▶ Extract to read:
****

His move to Washington, D.C., puts speculation about a mayoral run in San Antonio largely to rest, as he assured the CIS board he was in it for the long haul, he said.

“That was a tough decision,” said Saldaña, who has served as a board member for CIS of San Antonio. “Being mayor is about wanting to make an impact for the people that need your help – who are most vulnerable. Being president and CEO of this organization is doing much of the same work. It’s about being there for the people who need someone to fight for them.”

CIS of San Antonio was founded in 1985 and San Antonio was the third city in which the nonprofit set up shop. Site coordinators essentially act as caseworkers for students who are struggling to stay in school or see college in their future.

That could mean connecting the student to a food bank, helping them apply for a scholarship, or getting them in touch with an attorney for legal help, Saldaña said. “They’re like a Swiss Army knife … you’re their agent, you’re the disruptor of poverty in [a student’s] life.”

At the end of the week, Saldaña will conclude his work as a regional director of outreach with Raise Your Hand Texas Foundation, an education advocacy nonprofit he joined in January 2018. His last day as VIA board chair, a position he has held since June 2019, will be Wednesday, Feb. 26.

At Raise Your Hand Texas, Saldaña was part of the first team to help build out the nonprofit’s advocacy work, said Shari Albright, president of the foundation.

“We valued his participation in the very successful 86th [Legislative Session] and will benefit from the grassroots organizing and momentum he built in San Antonio,” Albright said in an email to staff. “We are going to miss Rey’s strong advocacy work, deep commitment to equity for students, and boundless energy at Raise Your Hand Texas.”

CIS, the nation’s largest dropout prevention organization, was founded 40 years ago by entrepreneur Bill Milliken. He started “street academies” in Harlem after he became frustrated watching young people drop out of school due to violence, addiction, and poverty. These academies took place outside of the school system, but he couldn’t help but see that there was a “faucet in the schools” that was leaking students onto the street, Milliken told the Rivard Report.

So in the 1970s, he started Communities In Schools to help stop that leak from inside the schools, he said.

CIS had less than 3,000 participating students in 1977; now it has 1.5 million students and operates in 2,300 schools in 25 states and the District of Columbia.

Milliken turns 80 next month and serves as the board’s vice chair. He said he wasn’t sure if he would see a CIS alumni become the leader of the organization in his lifetime.

“It’s literally one of the greatest days of my life,” he said.

“I’m a frontier person,” meaning he’s constantly looking for new projects that put pressure on the status quo, he said, laughing. “Frontier people get the village started – I had to bring in a settler.”

CIS found that “settler” in former CEO Dan Cardinali, who led the organization for 12 years.

“Rey’s probably going to be a craftsman,” Milliken said, as Saldaña will take over the implementation of a five-year strategic growth plan during its third year.

****

▶ Input rows:
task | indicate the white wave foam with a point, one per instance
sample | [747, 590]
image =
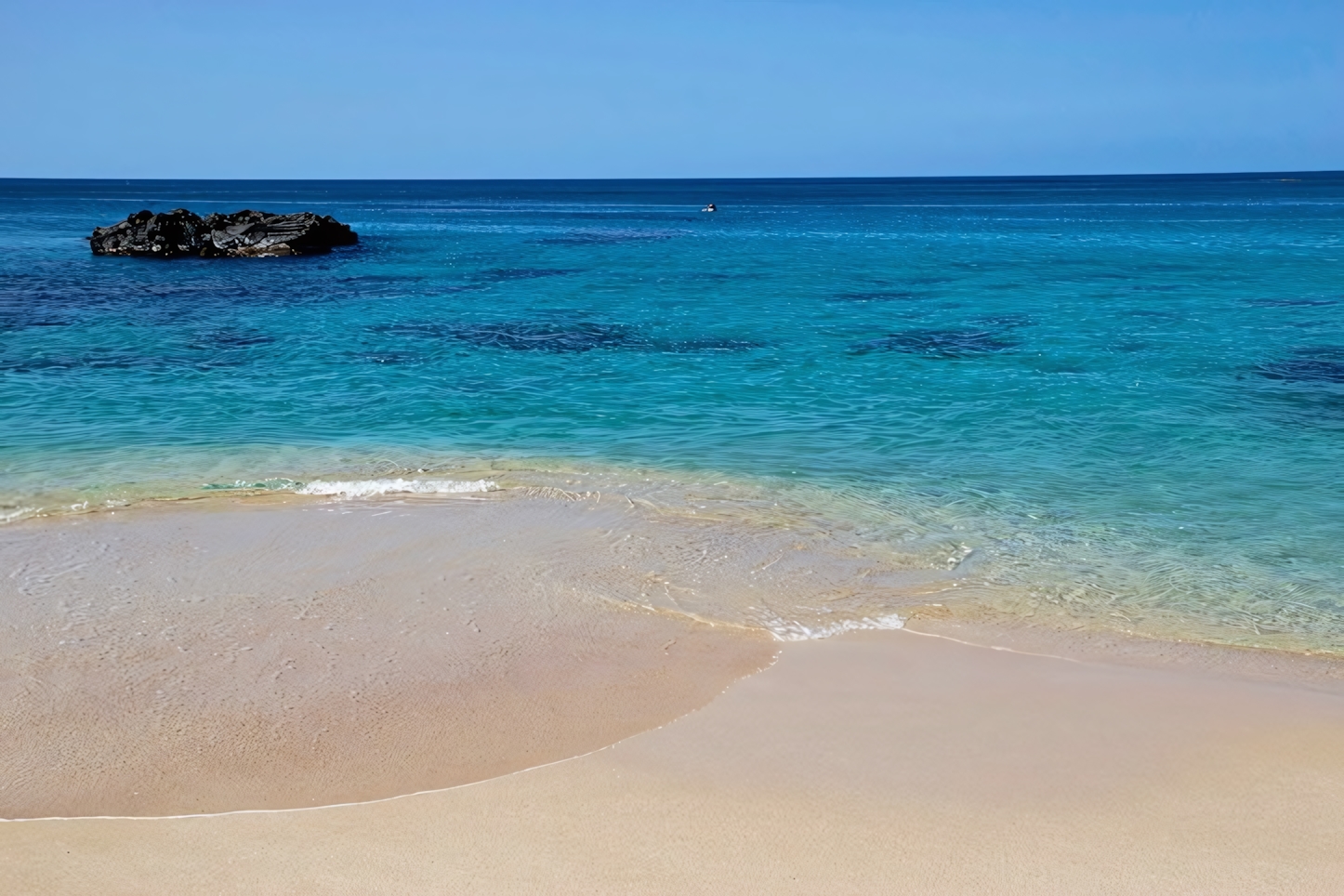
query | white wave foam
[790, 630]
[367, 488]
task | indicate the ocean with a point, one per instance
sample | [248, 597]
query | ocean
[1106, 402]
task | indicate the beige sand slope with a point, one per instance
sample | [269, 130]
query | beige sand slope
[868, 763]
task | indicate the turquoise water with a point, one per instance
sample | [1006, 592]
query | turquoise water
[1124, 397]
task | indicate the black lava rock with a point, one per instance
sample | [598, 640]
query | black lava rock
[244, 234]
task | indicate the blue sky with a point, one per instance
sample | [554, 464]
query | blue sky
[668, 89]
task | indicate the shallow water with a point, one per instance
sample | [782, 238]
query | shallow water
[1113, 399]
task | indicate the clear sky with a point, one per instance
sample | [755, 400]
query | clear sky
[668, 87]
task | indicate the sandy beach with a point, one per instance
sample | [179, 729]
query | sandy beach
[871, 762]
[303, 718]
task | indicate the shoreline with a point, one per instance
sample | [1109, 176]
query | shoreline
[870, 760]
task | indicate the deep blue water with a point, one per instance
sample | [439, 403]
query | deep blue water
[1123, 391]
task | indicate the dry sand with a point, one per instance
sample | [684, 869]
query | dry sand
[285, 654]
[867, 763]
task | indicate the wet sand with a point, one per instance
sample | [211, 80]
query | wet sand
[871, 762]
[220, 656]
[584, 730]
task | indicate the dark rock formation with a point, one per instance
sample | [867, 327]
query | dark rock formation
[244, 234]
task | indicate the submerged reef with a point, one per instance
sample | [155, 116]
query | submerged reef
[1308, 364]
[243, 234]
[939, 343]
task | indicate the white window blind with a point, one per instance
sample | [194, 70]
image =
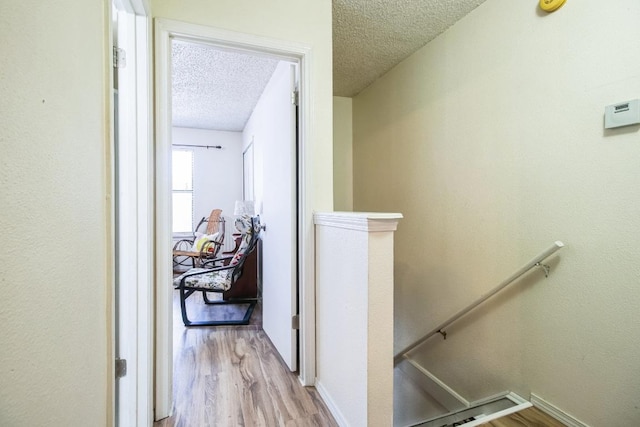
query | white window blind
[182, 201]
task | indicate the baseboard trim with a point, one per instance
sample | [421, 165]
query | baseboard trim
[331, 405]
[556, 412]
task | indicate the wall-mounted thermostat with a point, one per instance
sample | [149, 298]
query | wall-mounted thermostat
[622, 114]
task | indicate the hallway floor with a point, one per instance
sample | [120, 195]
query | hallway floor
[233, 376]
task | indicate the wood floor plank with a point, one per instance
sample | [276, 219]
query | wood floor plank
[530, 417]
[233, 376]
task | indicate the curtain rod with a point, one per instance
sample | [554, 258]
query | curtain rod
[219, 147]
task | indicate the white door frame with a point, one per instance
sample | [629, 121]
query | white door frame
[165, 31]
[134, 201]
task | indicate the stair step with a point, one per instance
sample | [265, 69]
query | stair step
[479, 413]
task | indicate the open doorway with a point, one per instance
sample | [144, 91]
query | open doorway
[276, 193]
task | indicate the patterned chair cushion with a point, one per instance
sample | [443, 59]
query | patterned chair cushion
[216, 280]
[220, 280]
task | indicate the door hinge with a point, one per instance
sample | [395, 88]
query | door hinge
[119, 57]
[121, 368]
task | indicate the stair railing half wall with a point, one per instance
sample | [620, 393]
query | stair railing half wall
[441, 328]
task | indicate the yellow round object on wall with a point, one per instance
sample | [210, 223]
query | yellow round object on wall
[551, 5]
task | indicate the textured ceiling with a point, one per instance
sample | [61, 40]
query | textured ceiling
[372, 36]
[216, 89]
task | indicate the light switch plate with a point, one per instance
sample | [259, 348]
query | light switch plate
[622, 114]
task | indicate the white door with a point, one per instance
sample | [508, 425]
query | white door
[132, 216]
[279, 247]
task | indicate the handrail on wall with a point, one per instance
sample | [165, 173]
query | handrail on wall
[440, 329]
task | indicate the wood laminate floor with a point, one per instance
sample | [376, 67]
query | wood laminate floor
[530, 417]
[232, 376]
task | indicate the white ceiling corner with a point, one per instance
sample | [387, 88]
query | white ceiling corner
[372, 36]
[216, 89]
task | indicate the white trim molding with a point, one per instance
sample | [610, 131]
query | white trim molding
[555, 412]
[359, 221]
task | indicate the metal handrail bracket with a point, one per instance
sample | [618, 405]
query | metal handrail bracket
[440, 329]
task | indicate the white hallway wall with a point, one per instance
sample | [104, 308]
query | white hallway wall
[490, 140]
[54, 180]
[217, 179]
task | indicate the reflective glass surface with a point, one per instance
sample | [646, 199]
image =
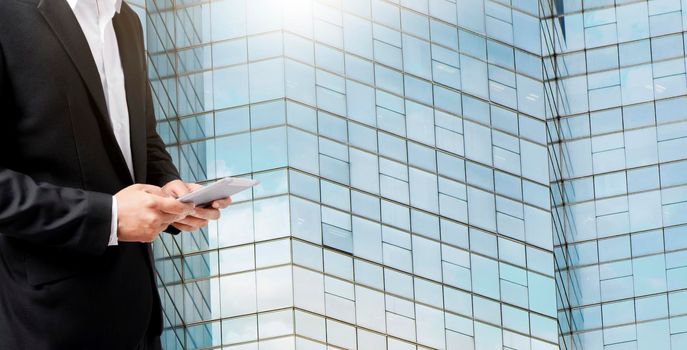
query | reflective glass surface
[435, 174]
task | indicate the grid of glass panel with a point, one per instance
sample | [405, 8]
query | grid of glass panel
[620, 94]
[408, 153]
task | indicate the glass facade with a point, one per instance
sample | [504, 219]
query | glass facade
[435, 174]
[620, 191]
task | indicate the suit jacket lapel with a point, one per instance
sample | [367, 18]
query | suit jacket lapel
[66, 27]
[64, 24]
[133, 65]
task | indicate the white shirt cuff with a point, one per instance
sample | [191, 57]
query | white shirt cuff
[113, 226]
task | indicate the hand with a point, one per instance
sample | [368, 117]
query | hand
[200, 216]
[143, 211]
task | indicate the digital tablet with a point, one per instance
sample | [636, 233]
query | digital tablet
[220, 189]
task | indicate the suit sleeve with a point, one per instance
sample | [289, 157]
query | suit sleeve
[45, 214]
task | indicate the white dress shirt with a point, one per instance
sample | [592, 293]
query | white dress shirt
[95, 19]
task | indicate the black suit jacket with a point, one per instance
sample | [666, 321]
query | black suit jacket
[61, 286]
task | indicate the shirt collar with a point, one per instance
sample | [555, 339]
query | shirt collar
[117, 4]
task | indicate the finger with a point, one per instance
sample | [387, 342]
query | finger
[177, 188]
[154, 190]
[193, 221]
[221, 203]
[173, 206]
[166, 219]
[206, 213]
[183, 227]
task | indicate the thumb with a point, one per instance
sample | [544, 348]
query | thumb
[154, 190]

****

▶ Instructions:
a – Set down the passage of the article on Communities In Schools from "CIS had less" to "for 12 years.", word for word.
b – Lower every point coordinate in the answers by 26, and give again all the lines of the records from their start through the line with "[1123, 391]", keeping the requests. Leave the pictures out.

▶ The answers:
a –
CIS had less than 3,000 participating students in 1977; now it has 1.5 million students and operates in 2,300 schools in 25 states and the District of Columbia.

Milliken turns 80 next month and serves as the board’s vice chair. He said he wasn’t sure if he would see a CIS alumni become the leader of the organization in his lifetime.

“It’s literally one of the greatest days of my life,” he said.

“I’m a frontier person,” meaning he’s constantly looking for new projects that put pressure on the status quo, he said, laughing. “Frontier people get the village started – I had to bring in a settler.”

CIS found that “settler” in former CEO Dan Cardinali, who led the organization for 12 years.

b –
task | indicate the white wave foam with a point, one per instance
sample | [747, 590]
image =
query | white wave foam
[764, 604]
[341, 462]
task | indicate the ocean with a point, one per instance
sample | [248, 597]
query | ocean
[1080, 376]
task | indicate the beige sand slope with a point, one per instance
sample | [269, 130]
query | beige sand slope
[842, 737]
task | indicate the turquoise water with a point, one per instance
sample | [1006, 592]
query | turquoise water
[1098, 371]
task | indicate the black lava rock with a point, one per instance
sample | [598, 640]
query | black lava rock
[218, 208]
task | indicate the blue sky with a point, one per instance
sample | [554, 464]
query | blue sky
[642, 63]
task | indicate the shallow water with a point, one per instance
sample | [782, 238]
query | shallow water
[1087, 373]
task | indicate the clear sky with a point, one per instance
sample | [755, 400]
query | clear sky
[642, 61]
task | indicate the sandy beach with a point, one per instance
sample | [179, 729]
query | sandy beach
[845, 736]
[277, 692]
task | indicate the shoreline with a point, one per instance
sample | [1109, 176]
query | shoreline
[844, 734]
task | indicate the deep blue water with a point, one per instance
sample | [439, 403]
query | deep blue water
[1097, 365]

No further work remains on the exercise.